Short task >> Pull from the listing below each line that contains the word "tree". Case counts.

+ + + +

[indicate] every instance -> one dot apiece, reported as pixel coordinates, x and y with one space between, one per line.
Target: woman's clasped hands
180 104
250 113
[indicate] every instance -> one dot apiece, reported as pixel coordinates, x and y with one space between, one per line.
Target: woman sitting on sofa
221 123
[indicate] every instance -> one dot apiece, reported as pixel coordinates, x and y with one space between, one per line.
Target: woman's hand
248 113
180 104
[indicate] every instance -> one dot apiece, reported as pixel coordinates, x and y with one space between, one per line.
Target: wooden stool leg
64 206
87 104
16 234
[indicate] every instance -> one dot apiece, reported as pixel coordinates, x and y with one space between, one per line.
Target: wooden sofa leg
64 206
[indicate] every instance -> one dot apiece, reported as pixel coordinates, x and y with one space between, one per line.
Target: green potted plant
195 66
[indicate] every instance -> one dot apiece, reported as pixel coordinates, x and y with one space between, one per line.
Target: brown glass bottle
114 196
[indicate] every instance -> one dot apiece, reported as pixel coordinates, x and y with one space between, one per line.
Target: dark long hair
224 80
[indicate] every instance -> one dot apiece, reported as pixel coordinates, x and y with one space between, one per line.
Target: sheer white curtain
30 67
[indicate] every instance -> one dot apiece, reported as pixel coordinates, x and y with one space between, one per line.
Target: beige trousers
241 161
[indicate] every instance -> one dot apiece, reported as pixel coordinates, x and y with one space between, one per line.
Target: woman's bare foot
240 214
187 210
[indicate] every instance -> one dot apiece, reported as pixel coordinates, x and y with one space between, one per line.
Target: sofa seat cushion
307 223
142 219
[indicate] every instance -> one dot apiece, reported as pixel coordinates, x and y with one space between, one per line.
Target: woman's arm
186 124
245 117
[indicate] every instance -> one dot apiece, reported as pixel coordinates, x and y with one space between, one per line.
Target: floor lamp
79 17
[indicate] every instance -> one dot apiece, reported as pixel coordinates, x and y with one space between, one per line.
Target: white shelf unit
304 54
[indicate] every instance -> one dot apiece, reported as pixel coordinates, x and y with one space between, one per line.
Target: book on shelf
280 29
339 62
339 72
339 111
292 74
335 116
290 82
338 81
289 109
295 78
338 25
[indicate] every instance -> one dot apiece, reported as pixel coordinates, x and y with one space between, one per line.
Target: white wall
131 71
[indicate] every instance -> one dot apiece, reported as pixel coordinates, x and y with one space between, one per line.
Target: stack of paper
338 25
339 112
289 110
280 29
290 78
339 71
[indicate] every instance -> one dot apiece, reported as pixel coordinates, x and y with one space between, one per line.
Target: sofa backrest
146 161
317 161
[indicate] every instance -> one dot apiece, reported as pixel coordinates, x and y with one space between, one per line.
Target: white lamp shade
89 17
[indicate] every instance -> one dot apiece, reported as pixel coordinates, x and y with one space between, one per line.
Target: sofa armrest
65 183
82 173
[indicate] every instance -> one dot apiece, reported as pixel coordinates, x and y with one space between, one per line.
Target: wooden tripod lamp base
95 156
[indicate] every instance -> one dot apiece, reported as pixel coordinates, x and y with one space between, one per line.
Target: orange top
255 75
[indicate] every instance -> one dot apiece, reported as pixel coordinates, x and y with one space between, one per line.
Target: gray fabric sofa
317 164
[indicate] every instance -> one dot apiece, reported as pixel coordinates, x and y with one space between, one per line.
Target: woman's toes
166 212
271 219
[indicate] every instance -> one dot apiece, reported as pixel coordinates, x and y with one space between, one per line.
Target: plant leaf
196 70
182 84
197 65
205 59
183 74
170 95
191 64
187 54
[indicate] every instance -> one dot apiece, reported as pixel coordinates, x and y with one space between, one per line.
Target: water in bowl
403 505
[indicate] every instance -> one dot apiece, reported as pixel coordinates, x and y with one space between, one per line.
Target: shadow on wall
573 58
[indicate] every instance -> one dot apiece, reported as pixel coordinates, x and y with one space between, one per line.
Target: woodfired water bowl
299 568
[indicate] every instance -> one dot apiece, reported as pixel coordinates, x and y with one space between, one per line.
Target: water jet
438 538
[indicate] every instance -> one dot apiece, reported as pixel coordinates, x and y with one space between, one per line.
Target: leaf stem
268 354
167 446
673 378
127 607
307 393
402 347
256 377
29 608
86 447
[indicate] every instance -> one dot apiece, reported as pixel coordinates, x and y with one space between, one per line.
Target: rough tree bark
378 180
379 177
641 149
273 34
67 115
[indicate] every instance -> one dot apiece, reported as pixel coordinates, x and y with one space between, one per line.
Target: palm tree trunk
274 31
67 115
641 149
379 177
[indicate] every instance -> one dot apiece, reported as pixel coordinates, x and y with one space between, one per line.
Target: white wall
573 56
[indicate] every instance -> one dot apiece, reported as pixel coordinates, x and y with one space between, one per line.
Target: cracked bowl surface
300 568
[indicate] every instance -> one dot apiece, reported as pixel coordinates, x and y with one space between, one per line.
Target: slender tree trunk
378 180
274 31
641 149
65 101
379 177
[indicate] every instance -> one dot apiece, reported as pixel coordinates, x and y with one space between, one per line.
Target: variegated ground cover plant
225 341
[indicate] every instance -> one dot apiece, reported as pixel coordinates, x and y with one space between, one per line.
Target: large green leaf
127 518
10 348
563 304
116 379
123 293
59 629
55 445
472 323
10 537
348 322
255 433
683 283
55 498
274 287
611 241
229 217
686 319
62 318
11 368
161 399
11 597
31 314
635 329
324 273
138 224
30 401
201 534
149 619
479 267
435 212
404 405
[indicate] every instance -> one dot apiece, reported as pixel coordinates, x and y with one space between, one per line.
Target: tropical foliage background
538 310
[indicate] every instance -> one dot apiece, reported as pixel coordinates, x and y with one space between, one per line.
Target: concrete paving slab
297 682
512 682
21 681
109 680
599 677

+ + + +

Response to the task >>
Target: rough tree bark
Target: palm tree trunk
Target: slender tree trunk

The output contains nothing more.